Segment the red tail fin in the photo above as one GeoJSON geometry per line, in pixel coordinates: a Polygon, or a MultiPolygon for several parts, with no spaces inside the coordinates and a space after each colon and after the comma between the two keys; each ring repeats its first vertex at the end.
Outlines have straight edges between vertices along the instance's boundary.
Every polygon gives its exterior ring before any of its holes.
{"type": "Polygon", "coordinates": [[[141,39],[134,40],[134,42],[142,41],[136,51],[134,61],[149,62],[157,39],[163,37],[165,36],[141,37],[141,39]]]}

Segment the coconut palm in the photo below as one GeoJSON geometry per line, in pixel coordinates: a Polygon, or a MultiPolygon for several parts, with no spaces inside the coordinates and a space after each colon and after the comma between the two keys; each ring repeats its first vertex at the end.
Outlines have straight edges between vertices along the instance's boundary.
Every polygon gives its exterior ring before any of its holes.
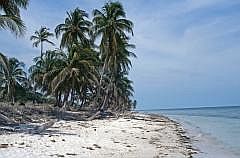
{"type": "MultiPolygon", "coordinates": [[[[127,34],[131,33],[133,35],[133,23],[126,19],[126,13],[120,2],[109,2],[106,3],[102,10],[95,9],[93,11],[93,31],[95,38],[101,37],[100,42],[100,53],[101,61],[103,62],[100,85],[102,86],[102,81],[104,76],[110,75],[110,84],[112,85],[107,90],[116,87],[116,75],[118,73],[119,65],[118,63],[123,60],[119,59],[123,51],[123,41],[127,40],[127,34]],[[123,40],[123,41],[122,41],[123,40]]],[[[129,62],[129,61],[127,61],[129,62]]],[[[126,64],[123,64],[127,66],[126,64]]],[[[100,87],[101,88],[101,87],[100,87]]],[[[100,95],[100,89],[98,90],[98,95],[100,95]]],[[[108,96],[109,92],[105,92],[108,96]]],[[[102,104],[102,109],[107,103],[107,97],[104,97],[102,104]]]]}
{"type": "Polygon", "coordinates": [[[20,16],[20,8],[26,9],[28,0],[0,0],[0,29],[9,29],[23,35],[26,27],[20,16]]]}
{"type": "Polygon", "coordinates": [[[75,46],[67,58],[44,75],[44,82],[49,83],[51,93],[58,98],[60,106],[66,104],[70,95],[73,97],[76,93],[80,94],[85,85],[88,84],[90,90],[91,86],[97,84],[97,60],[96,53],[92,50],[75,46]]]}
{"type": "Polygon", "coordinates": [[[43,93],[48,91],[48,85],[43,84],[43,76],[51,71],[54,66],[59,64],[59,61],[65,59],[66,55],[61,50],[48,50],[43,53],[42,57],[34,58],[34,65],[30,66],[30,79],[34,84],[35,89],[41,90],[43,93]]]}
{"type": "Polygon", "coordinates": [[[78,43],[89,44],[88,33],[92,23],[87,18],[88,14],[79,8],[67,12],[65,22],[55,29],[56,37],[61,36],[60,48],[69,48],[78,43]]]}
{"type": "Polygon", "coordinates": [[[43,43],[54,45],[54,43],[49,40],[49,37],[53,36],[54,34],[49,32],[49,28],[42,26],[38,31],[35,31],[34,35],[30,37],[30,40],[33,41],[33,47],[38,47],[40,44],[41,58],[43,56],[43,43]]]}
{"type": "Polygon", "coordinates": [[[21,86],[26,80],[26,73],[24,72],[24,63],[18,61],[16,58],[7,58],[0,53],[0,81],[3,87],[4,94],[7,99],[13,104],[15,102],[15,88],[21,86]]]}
-----
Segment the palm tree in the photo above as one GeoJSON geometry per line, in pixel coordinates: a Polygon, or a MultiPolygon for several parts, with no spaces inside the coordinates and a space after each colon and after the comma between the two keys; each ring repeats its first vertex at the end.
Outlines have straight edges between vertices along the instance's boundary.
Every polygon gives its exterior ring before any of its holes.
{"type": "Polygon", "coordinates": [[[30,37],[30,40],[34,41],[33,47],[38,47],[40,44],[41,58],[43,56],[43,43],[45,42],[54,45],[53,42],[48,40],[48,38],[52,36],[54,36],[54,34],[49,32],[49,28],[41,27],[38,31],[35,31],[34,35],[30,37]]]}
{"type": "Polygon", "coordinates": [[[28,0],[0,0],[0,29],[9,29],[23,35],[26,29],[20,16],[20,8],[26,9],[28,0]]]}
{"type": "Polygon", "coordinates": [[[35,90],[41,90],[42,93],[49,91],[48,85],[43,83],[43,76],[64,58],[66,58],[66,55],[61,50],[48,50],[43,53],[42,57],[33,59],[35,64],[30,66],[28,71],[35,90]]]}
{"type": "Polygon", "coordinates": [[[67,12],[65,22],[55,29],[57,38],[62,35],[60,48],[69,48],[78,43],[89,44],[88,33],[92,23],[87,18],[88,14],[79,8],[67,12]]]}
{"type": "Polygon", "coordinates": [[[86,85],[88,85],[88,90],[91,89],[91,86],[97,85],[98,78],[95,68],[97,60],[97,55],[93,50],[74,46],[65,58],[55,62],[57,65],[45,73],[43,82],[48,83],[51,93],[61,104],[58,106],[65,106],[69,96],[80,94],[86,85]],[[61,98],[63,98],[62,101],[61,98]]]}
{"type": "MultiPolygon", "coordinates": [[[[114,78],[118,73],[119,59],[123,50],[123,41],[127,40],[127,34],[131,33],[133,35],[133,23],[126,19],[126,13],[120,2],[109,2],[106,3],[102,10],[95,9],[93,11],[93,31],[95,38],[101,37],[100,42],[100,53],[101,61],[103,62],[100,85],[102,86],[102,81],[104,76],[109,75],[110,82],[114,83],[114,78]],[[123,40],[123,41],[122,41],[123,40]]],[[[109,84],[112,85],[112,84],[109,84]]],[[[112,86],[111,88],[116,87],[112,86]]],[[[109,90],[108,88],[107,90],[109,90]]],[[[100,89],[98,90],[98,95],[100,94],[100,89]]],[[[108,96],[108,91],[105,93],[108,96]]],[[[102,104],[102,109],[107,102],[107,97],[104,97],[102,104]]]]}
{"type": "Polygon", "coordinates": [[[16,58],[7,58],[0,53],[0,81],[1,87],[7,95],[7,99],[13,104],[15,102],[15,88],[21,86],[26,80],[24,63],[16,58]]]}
-----
To be done: Locate each line in the items above that contains the string "after", and reproduce those lines in full.

Right answer:
Segment the red tail fin in the photo above as one GeoJSON geometry per line, in pixel coordinates: a Polygon, or a MultiPolygon for several parts, with no spaces inside the coordinates and a space after each colon and after the comma between the two keys; each ring repeats its first vertex at the end.
Segment the coconut palm in the photo below as one GeoJSON geometry per line, in pixel coordinates: a Polygon, or a MultiPolygon for several parts, with no spaces inside the coordinates and a space after each colon and after the comma between the two keys; each ring repeats its first vertex at the end.
Segment the palm tree in the photo above as one GeoJSON geometry per line, in pixel coordinates: a Polygon, or a MultiPolygon for several parts, with no spaces inside the coordinates and a space after each colon and after the comma between the two keys; each ring repeats its first vertex at the end.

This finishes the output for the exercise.